Read the lines of the data below and retrieve those with "brown".

··· INFORMATION SHOWN

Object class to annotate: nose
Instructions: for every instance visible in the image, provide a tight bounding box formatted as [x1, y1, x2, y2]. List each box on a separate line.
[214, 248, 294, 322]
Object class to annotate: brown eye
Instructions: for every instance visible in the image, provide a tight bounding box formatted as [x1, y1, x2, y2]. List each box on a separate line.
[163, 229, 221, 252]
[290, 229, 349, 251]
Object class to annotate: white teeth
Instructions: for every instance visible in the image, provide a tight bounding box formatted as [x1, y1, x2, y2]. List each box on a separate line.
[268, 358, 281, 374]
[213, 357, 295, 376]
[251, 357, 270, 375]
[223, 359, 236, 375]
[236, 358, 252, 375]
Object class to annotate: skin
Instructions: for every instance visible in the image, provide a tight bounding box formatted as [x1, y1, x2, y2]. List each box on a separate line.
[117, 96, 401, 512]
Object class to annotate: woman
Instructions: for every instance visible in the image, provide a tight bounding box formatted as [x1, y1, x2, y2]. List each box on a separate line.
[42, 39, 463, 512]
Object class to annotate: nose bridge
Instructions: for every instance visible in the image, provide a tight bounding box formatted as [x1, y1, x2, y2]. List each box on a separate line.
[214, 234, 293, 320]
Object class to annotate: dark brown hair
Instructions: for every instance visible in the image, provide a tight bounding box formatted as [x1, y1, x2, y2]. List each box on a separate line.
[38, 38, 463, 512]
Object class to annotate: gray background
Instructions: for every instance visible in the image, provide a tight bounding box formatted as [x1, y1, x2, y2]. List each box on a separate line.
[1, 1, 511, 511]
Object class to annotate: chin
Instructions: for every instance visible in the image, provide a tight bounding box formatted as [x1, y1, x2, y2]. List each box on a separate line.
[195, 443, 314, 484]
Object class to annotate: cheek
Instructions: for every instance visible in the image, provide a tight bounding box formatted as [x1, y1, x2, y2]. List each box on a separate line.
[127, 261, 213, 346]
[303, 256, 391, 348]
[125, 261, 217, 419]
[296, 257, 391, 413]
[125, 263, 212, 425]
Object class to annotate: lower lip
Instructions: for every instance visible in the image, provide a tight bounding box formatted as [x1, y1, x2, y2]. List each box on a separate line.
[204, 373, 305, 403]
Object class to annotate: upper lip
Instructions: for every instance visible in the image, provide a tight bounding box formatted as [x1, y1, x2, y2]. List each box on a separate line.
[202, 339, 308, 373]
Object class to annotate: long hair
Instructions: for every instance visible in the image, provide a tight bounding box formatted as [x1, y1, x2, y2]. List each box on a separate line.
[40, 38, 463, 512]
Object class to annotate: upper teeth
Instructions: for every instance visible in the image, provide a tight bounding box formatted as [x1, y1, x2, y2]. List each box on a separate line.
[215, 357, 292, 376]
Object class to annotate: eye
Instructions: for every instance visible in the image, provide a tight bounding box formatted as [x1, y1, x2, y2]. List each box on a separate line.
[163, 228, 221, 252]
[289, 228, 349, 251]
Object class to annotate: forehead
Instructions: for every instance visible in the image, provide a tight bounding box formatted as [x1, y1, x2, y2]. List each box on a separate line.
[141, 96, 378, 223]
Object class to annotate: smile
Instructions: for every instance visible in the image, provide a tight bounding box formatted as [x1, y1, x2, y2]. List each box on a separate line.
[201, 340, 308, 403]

······

RESULT FOR THIS EXERCISE:
Object class to annotate: brown eye
Object class to annotate: dark brown hair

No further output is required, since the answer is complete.